What this task involves
Keeping every line intact, print the records that follow.

Referring expression data:
=-=-=

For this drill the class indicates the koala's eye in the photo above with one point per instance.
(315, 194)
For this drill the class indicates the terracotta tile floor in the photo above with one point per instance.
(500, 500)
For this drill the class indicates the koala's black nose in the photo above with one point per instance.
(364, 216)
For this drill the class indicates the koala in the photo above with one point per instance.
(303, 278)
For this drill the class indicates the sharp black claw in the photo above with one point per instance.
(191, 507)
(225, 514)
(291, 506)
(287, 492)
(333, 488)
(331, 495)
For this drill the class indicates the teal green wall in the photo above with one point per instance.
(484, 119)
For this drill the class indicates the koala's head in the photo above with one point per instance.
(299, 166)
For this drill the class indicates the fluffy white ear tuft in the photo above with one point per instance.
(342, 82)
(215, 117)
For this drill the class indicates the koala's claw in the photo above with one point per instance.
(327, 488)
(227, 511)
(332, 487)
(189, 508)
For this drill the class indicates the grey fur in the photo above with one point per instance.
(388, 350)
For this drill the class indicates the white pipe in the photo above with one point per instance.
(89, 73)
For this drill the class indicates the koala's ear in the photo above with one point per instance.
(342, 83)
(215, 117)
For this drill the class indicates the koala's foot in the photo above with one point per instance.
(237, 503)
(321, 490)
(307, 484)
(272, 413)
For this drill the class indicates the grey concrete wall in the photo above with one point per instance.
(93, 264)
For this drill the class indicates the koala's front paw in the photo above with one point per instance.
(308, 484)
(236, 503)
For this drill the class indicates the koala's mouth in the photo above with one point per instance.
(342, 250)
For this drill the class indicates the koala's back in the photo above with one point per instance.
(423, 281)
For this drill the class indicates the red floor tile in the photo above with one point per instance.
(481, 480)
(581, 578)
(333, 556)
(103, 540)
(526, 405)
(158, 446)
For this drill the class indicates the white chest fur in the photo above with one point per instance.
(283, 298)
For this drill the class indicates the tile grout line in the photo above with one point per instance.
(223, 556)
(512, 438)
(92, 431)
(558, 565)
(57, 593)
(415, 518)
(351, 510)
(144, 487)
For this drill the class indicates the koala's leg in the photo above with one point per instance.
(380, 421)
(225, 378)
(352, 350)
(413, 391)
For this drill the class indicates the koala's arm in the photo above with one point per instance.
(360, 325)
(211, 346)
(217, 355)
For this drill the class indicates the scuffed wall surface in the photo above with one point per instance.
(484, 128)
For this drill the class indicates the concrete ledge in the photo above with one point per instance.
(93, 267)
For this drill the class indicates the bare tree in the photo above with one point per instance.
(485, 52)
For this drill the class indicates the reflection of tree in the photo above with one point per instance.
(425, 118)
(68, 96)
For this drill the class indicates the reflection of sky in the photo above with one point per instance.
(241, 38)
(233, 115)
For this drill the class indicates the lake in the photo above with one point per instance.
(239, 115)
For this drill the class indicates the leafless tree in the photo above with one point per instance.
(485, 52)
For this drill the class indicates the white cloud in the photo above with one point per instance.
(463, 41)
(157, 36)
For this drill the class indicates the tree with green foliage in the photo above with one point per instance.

=-=-=

Result
For this drill the class indicates the koala's eye in the photo above with one point per instance.
(315, 194)
For this drill the class indicates the terracotta tile floor in the photo above with one point per instance.
(500, 500)
For this drill the class indicates the koala's black nose in the photo above with one point per instance.
(364, 216)
For this drill the class indicates the koala in the photo above with one point per instance.
(303, 278)
For this drill the class indicates the sharp black claw in the photo above with one point per instance.
(191, 507)
(225, 514)
(291, 506)
(287, 492)
(333, 488)
(331, 495)
For this drill the class indicates the teal green wall in the photo above with one point per instance.
(484, 119)
For this drill the class indicates the koala's head in the photo above with one point per instance.
(299, 166)
For this drill the class indicates the fluffy white ear tuft in the photo above with one point per instance.
(342, 82)
(215, 117)
For this drill the class indicates the koala's claw in the photo above with one point per instance.
(327, 488)
(227, 511)
(332, 487)
(189, 508)
For this drill the class indicates the grey fur in the photo above with one point per instance.
(388, 350)
For this drill the class indicates the white pipe in the photo above with one point per instance.
(89, 73)
For this drill the class indicates the koala's ear in the photo above with one point per instance.
(342, 83)
(215, 117)
For this drill the class indicates the koala's foot in the photo above with one point per instance.
(237, 503)
(321, 490)
(307, 484)
(272, 413)
For this drill the class indicates the grey concrete wall in the photo above with one point per instance.
(93, 264)
For this drill the class indicates the koala's front paw in the photo above with one point per instance.
(308, 484)
(236, 503)
For this drill the class indicates the koala's mouth in the photo above with one point per instance.
(342, 250)
For this drill the class indicates the koala's back in the photo above with one point per instance.
(423, 281)
For this drill the class indicates the red floor tile in the photo above with one point per instance.
(481, 480)
(581, 578)
(333, 556)
(103, 540)
(526, 405)
(158, 446)
For this drill the class indicates the white chest fur in the photo above with one point per instance.
(283, 298)
For this drill the class indicates the tile grout line in the photo above with one point per instance.
(223, 556)
(512, 438)
(92, 431)
(558, 565)
(57, 593)
(415, 518)
(351, 510)
(144, 487)
For this drill the class indicates the koala's leg in the photo above with one point per instance.
(380, 421)
(225, 378)
(352, 350)
(413, 391)
For this drill the class indicates the koala's arm in the photo above with one point per instance.
(360, 325)
(211, 346)
(217, 355)
For this drill the class indicates the scuffed wall surface in the photo above with one point per instance.
(484, 128)
For this drill the class indicates the concrete ledge in the photo above with one point per instance.
(93, 267)
For this drill the class indicates the bare tree in the photo above with one point per instance.
(485, 52)
For this drill the class indicates the reflection of tree in the photo above with one point per instance.
(425, 118)
(68, 96)
For this drill the class indicates the reflection of sky in the photo above with one point per instance.
(241, 38)
(233, 115)
For this drill the class indicates the lake in the photo above with one point per instance.
(239, 115)
For this drill the class indicates the leafless tree in the photo above with one point per instance.
(485, 52)
For this drill the class indicates the white cloud in the photo above with one point per instance.
(463, 41)
(157, 36)
For this drill the class indicates the tree with green foliage in the photo above with one point per instance.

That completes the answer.